» YOUR GOAL: Copy out, exactly as given, every line from the line with "Warehouse bin-picking: the next item to retrieve is the green" to the end of the listing, both of those lines included.

» ENTRIES PROVIDED:
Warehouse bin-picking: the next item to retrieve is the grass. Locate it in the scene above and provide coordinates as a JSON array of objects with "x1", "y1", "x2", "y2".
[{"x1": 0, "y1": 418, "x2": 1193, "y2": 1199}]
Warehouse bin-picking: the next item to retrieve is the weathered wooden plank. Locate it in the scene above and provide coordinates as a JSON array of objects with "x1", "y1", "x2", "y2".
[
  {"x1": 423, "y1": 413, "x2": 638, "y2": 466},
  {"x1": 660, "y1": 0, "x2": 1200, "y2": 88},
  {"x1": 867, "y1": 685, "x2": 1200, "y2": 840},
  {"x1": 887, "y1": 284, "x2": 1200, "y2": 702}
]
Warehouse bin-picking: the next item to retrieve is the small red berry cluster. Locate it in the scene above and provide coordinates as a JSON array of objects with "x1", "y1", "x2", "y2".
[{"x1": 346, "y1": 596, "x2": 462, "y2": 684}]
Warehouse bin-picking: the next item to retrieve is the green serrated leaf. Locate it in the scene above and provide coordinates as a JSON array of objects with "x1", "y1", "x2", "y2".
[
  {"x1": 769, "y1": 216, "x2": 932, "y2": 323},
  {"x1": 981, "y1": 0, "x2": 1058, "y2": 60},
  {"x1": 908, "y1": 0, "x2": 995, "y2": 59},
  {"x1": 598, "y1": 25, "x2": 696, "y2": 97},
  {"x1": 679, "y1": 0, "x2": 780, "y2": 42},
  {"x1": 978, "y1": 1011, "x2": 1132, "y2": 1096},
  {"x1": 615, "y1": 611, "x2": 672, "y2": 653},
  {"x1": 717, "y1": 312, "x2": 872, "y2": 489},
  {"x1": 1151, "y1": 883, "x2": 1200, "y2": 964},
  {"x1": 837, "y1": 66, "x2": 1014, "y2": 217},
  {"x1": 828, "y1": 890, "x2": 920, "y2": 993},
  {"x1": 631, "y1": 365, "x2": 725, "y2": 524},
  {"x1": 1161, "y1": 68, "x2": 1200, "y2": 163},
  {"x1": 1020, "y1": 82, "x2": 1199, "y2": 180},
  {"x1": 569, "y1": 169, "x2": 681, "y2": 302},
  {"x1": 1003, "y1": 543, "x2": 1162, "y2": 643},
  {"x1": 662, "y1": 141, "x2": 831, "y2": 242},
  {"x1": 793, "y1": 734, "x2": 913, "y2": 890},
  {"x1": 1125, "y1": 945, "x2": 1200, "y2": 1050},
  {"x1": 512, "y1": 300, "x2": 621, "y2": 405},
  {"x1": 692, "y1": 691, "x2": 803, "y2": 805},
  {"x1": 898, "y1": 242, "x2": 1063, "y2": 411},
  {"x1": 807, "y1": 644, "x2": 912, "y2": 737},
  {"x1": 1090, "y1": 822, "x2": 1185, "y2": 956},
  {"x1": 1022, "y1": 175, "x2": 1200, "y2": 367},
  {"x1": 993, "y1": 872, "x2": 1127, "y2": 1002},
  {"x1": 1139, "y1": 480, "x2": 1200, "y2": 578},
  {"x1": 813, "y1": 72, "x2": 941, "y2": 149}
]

» WRITTEN ANSWER:
Warehouse bin-picking: the next item to retrieve is the green serrated leaf. Locate it in the scene above and provide coordinates as a JSON array of objects with "x1", "y1", "x2", "y2".
[
  {"x1": 769, "y1": 216, "x2": 932, "y2": 323},
  {"x1": 981, "y1": 0, "x2": 1058, "y2": 60},
  {"x1": 908, "y1": 0, "x2": 995, "y2": 59},
  {"x1": 598, "y1": 25, "x2": 696, "y2": 97},
  {"x1": 679, "y1": 0, "x2": 780, "y2": 42},
  {"x1": 978, "y1": 1011, "x2": 1132, "y2": 1096},
  {"x1": 615, "y1": 611, "x2": 672, "y2": 653},
  {"x1": 717, "y1": 312, "x2": 872, "y2": 489},
  {"x1": 1151, "y1": 883, "x2": 1200, "y2": 964},
  {"x1": 837, "y1": 66, "x2": 1014, "y2": 217},
  {"x1": 828, "y1": 890, "x2": 920, "y2": 993},
  {"x1": 631, "y1": 365, "x2": 725, "y2": 524},
  {"x1": 1161, "y1": 68, "x2": 1200, "y2": 163},
  {"x1": 1020, "y1": 82, "x2": 1199, "y2": 180},
  {"x1": 569, "y1": 169, "x2": 681, "y2": 302},
  {"x1": 1003, "y1": 543, "x2": 1162, "y2": 643},
  {"x1": 662, "y1": 141, "x2": 831, "y2": 242},
  {"x1": 793, "y1": 734, "x2": 913, "y2": 890},
  {"x1": 1125, "y1": 945, "x2": 1200, "y2": 1050},
  {"x1": 512, "y1": 300, "x2": 621, "y2": 405},
  {"x1": 692, "y1": 691, "x2": 803, "y2": 805},
  {"x1": 898, "y1": 242, "x2": 1063, "y2": 411},
  {"x1": 807, "y1": 644, "x2": 912, "y2": 737},
  {"x1": 1090, "y1": 822, "x2": 1185, "y2": 956},
  {"x1": 1022, "y1": 175, "x2": 1200, "y2": 367},
  {"x1": 993, "y1": 872, "x2": 1127, "y2": 1002},
  {"x1": 1139, "y1": 480, "x2": 1200, "y2": 578},
  {"x1": 813, "y1": 72, "x2": 941, "y2": 149}
]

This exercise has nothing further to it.